##### Passage for review

Sports venue in Parkville, Melbourne, Victoria

University Oval (also known as the University Cricket Ground, Melbourne University Oval or Main Oval) is an Australian rules football and cricket venue located in the Melbourne suburb of Parkville. The ground is located within the main campus of the University of Melbourne.

As of 2026, the ground is home to the Melbourne University Football Club in the Victorian Amateur Football Association (VAFA) and the Melbourne University Cricket Club in the Victorian Premier Cricket competition.

==History==
The University of Melbourne was established in 1853, with a cricket club formed in 1856 and a football club formed in 1859. In 1885, the University Football Club joined the Victorian Football Association (VFA), playing its home matches at the ground. The club went into recess at the end of the 1888 season.

Between 1894 and 1896, the Carlton Football Club played its home matches at Royal Park and University Oval until moving permanently to Princes Park for the inaugural Victorian Football League (VFL) season in 1897. The University Football Club briefly competed in the VFL from 1908 until the end of 1914, but instead played at the East Melbourne Cricket Ground and the Melbourne Cricket Ground.

##########

■ Task objective ■
In the University Oval article, list every venue named other than University Oval itself (under any of its names). The records that follow were taken from a separate source.

##### The data

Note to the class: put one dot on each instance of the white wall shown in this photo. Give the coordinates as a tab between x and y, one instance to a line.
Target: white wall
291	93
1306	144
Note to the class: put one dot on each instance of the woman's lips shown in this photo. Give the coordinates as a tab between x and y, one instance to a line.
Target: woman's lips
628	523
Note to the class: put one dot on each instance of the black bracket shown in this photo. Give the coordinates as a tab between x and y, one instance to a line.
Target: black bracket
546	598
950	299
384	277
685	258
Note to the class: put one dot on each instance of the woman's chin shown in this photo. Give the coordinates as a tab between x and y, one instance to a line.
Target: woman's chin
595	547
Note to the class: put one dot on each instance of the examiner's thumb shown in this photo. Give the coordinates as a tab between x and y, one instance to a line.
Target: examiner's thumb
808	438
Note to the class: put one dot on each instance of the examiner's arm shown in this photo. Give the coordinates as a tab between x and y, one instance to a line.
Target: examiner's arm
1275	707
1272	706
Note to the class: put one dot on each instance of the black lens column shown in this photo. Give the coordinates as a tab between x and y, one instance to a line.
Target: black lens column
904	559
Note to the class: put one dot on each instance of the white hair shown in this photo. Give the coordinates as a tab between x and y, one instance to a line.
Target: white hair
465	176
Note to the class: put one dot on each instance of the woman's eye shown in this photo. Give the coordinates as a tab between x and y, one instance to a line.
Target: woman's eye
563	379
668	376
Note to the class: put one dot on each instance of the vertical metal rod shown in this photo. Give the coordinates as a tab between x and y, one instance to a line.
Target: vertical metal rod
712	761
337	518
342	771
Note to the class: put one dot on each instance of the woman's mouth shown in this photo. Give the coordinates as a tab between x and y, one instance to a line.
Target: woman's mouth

##########

■ Exercise result ■
Royal Park
Princes Park
East Melbourne Cricket Ground
Melbourne Cricket Ground